EXERCISE REQUIREMENTS:
**1)** Which organizations are named in the text on life expectancy and diabetes in Indianapolis? List each one.
**2)** According to the text on life expectancy and diabetes in Indianapolis, how large is the life expectancy gap between some of the city's most disadvantaged neighborhoods and nearby ones?
**3)** Can you transcribe the text on life expectancy and diabetes in Indianapolis from "Yet in Lilly’s" up to and including "of Public Health."?

TEXT:
September 16, 2021    Posted by: Eli Lilly and Company


Where you live shouldn’t determine how long you live.

Yet in Lilly’s Indianapolis hometown, new data shows a widening gap in life expectancy between some of the city’s most disadvantaged neighborhoods and their neighbors a short drive away – a difference of nearly 17 years, according to a recent report from the Indiana University Richard M. Fairbanks School of Public Health.

These urban communities of color also have a higher prevalence of type 2 diabetes, contributing to shorter lifespans and disproportionate impact from the COVID-19 pandemic.

To help address these health inequities, Lilly has committed an additional $5 million to the Diabetes Impact Project (DIP-IN), launched in 2018 to drive long-term improvements in diabetes diagnosis, care and overall lifespan in three Indianapolis neighborhoods where residents are predominantly people of color. The program employs a holistic approach to diabetes prevention and control that includes residents, and neighborhood and clinic-based community health workers.

Saved entries:
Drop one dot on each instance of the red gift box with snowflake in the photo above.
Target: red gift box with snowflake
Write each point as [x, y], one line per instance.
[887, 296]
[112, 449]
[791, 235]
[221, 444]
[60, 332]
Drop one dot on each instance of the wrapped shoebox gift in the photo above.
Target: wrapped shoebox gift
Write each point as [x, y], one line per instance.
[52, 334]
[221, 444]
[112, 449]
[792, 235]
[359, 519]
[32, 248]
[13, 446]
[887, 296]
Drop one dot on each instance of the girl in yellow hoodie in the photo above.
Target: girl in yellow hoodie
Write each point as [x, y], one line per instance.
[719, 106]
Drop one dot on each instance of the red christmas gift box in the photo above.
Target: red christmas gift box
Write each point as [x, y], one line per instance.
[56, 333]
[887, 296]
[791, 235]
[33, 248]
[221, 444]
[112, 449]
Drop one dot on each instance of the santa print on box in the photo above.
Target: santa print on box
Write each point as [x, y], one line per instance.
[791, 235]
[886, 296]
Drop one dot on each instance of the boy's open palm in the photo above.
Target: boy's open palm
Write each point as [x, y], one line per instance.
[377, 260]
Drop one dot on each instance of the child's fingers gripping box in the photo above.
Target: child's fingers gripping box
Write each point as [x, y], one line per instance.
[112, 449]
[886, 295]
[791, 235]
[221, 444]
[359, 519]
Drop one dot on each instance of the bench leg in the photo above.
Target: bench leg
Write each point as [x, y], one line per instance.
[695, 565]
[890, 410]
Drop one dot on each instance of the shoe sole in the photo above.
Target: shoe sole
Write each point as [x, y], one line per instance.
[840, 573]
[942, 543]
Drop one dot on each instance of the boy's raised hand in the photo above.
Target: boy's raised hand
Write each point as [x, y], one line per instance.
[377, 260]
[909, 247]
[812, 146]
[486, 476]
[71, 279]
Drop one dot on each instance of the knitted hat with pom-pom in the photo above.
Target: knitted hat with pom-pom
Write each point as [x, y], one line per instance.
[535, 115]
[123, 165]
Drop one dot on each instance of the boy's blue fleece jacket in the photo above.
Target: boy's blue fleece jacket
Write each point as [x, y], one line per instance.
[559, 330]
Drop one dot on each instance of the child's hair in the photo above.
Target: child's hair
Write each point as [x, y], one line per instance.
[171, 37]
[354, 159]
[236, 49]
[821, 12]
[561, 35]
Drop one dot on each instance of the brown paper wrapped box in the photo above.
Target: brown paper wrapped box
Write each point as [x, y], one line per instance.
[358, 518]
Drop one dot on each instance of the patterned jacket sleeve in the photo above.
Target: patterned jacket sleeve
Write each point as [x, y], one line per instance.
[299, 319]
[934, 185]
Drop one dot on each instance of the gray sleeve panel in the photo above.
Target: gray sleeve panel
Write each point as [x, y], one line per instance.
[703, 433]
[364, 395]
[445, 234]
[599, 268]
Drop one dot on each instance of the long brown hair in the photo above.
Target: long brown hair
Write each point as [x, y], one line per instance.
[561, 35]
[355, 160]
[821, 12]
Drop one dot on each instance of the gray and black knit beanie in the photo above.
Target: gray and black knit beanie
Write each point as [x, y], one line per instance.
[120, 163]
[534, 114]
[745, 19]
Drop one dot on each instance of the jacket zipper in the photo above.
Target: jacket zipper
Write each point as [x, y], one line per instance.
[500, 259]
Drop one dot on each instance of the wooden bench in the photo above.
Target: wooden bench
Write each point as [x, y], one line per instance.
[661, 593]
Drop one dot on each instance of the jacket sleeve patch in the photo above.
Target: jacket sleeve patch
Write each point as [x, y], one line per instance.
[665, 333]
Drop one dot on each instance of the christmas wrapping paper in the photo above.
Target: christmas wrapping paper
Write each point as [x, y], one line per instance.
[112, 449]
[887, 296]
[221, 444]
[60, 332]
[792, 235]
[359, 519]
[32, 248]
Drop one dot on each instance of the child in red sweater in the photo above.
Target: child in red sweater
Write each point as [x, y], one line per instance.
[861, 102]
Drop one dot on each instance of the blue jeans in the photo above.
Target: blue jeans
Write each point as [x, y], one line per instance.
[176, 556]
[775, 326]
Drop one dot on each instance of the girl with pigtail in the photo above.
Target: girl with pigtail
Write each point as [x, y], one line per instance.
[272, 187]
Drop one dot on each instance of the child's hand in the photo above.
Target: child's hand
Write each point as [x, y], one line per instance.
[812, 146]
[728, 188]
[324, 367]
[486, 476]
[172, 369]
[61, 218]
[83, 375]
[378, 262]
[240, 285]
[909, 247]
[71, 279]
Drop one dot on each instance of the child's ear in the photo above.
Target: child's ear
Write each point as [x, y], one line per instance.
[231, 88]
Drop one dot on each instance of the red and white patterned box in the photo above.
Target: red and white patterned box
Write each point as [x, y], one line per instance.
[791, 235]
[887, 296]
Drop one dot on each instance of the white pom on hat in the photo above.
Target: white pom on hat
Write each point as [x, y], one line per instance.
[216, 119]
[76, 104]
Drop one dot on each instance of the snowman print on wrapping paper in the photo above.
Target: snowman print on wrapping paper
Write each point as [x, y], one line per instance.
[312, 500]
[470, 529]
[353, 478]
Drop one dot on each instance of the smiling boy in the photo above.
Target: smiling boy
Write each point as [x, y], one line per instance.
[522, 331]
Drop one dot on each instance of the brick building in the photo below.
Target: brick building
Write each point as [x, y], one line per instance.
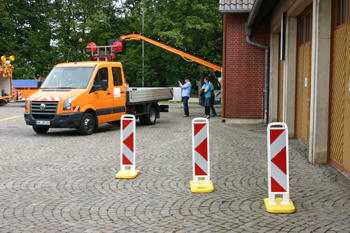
[243, 64]
[306, 75]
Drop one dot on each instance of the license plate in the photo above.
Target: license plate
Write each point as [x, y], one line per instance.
[42, 122]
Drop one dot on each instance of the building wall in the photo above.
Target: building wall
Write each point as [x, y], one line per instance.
[244, 69]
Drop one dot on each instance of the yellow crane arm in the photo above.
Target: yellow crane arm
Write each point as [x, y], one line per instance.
[183, 54]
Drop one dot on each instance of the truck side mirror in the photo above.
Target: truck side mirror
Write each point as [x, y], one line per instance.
[39, 83]
[104, 85]
[93, 89]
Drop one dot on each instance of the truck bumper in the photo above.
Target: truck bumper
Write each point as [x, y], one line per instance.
[66, 120]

RESPONSES FOR EACH TASK:
**1)**
Eli Lilly and Company
Indiana University Richard M. Fairbanks School of Public Health
Diabetes Impact Project (DIP-IN)

**2)** Nearly 17 years.

**3)**
Yet in Lilly’s Indianapolis hometown, new data shows a widening gap in life expectancy between some of the city’s most disadvantaged neighborhoods and their neighbors a short drive away – a difference of nearly 17 years, according to a recent report from the Indiana University Richard M. Fairbanks School of Public Health.